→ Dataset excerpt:
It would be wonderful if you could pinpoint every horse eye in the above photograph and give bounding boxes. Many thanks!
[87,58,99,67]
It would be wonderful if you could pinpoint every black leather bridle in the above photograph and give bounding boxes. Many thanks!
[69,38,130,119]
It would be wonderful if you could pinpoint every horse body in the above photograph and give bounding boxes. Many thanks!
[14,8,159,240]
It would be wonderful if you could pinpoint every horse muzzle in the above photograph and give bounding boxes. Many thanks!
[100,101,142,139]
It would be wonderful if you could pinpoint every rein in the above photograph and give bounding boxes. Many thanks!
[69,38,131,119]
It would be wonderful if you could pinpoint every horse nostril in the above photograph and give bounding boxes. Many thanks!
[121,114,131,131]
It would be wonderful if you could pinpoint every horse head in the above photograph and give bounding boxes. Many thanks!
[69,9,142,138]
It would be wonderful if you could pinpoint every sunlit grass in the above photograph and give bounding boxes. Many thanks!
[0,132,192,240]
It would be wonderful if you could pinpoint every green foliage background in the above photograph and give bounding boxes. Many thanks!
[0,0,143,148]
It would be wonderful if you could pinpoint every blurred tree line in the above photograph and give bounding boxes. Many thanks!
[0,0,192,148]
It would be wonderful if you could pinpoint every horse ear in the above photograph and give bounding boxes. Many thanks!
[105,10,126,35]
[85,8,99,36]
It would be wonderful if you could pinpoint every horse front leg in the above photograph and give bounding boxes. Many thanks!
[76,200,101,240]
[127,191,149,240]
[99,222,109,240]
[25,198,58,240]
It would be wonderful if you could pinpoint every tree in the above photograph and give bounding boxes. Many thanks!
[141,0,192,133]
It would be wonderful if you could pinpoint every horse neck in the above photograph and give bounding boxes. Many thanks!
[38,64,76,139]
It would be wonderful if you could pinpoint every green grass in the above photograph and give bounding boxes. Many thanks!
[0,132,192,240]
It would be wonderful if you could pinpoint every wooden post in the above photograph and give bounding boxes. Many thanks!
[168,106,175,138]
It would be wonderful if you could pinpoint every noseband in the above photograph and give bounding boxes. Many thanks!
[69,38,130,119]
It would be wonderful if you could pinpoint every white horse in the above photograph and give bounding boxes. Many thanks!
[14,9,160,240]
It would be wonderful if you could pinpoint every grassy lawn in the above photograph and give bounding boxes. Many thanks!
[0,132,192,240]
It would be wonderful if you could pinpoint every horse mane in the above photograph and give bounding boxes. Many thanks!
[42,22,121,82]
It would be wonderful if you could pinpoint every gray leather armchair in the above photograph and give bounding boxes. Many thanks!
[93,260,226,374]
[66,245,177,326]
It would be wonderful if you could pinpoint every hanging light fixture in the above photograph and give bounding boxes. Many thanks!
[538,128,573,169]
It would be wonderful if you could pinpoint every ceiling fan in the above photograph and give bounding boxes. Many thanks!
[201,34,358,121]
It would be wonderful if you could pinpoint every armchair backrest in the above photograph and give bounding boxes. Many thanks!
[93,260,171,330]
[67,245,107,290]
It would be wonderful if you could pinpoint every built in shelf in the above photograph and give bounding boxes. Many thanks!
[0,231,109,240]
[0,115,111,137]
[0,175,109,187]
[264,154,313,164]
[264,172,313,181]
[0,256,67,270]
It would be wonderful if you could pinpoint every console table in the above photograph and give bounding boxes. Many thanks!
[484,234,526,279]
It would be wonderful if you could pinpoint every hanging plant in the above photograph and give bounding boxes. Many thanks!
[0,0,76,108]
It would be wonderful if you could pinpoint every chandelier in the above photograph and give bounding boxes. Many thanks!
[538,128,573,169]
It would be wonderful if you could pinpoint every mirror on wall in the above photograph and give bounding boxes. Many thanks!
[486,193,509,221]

→ Task to carry out: Reproduce all of the lines above, swapping "pinpoint" for "locate" everywhere it occurs and keeping everything else the same.

→ Written response:
It would be wonderful if you could locate every horse eye in the above photograph and give bounding boxes. Many thanks!
[87,58,99,67]
It would be wonderful if you could locate every black leather bridle in the above photograph and give bounding boxes. Many thanks!
[69,38,130,119]
It would be wonderful if you could locate every horse body in the above photograph and give bounding boxes. Many thanks!
[14,8,159,240]
It would be wonderful if you could locate every horse muzzle in the above photograph and give bounding boxes. Many thanks!
[100,101,142,139]
It would be wonderful if you could locate every rein in the above photograph and give bounding boxes. Many thanks!
[69,38,131,119]
It would be wonderful if you could locate every horse nostril in the above photograph and give bounding boxes. Many thanks!
[121,114,131,131]
It would be wonderful if you could locate every horse head in the above photograph and give bounding boxes. Many thanks!
[69,9,142,138]
It would be wonderful if you could locate every sunlit grass in the above photograph and give bounding boxes. Many thanks!
[0,132,192,240]
It would be wonderful if you could locate every green foliage background in the above photograph and give bounding boxes. Many thanks!
[0,0,143,148]
It would be wonderful if you could locate every blurred tree line in the above photograph and give bounding boxes. Many thanks!
[0,0,192,148]
It would be wonderful if you could locate every horse ear in the above photograph and give bounding boxes. Many thanks!
[105,10,126,35]
[85,8,99,36]
It would be wonderful if you could locate every horse front leg in the above photograph and give bounding boxes. Many thanks!
[76,200,101,240]
[127,191,149,240]
[99,222,109,240]
[25,198,58,240]
It would be wonderful if you could locate every tree in the above photograph and give bounding boxes. Many thanks!
[141,0,192,133]
It would be wonderful if you could locate every horse neck in the above photograph and give bounding boxes. Many thanks!
[38,64,76,139]
It would be wonderful if you could locate every green grass in the above photograph and give bounding boxes. Many thanks!
[0,132,192,240]
It would be wonderful if you could locate every wooden post in the above photograph and give bounding boxes. Many thanks!
[168,106,175,138]
It would be wonderful if you could locate every noseband in the above photograph and give bounding boxes. Many thanks!
[69,38,130,119]
It would be wonderful if you could locate every white horse in the above photograph and give bounding boxes. Many thanks!
[14,9,160,240]
It would be wonderful if you could locate every grassy lawn in the above photograph and give bounding boxes. Many thanks!
[0,132,192,240]
It would be wonderful if you could locate every horse mane in the above photograph and give bounding boxes. Many thanks!
[42,22,121,82]
It would be wonderful if you could locate every gray leather armchair in the above photograph and give bounding boxes. Many thanks!
[93,260,226,374]
[66,245,177,326]
It would be wonderful if you could locate every hanging light fixture in the above photograph and give bounding boxes. Many thanks!
[538,128,573,169]
It would be wonderful if you could locate every ceiling fan in the above photograph and give bounding boxes. Many thanks!
[201,34,358,121]
It would be wonderful if you could locate every armchair backrest in the above photograph and give bounding boxes. Many thanks!
[93,260,171,330]
[67,245,107,290]
It would be wonderful if you could locate every built in shelf in the above photograph and give bounding boxes. Many thanks!
[0,231,109,240]
[0,115,111,137]
[0,175,109,187]
[264,154,313,164]
[264,172,313,181]
[0,256,67,270]
It would be wonderful if you could locate every console table in the above photograph and give bounding boxes. Many thanks!
[484,234,526,279]
It would be wonderful if you could locate every hanging plant in the above photograph and give bounding boxes. Many thanks!
[0,0,76,108]
It would be wonderful if you could locate every chandelier in the above photograph and give bounding boxes. Many thanks!
[538,128,573,169]
It would be wonderful if you could locate every mirror on wall in the above photograph and give bounding boxes. Many thanks!
[486,193,509,221]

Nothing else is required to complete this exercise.